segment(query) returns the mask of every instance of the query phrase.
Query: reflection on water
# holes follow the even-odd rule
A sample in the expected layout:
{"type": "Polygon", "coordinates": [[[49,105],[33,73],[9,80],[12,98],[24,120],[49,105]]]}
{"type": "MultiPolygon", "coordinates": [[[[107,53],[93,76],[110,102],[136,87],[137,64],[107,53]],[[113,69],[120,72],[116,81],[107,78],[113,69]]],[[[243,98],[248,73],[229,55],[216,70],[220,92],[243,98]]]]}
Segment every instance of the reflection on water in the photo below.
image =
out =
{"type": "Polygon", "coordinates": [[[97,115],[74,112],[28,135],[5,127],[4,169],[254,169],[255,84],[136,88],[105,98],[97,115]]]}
______________________________
Challenge ->
Output the listing above verbatim, with every line unchanged and in its original order.

Correct response ->
segment(query) returns the mask of every instance of the query phrase.
Query: reflection on water
# holes follow the even-odd rule
A sample in the expected layout:
{"type": "Polygon", "coordinates": [[[49,105],[33,73],[9,80],[12,98],[24,120],[49,105]]]}
{"type": "MultiPolygon", "coordinates": [[[[107,53],[93,76],[110,102],[136,87],[137,64],[107,53]],[[113,69],[120,72],[116,81],[107,78],[113,69]]],[[[243,98],[248,73],[229,55],[216,70],[220,92],[243,98]]]]}
Segment every instance of the reflection on water in the photo below.
image =
out =
{"type": "Polygon", "coordinates": [[[97,115],[74,112],[28,135],[5,127],[4,169],[254,169],[255,84],[136,88],[105,98],[97,115]]]}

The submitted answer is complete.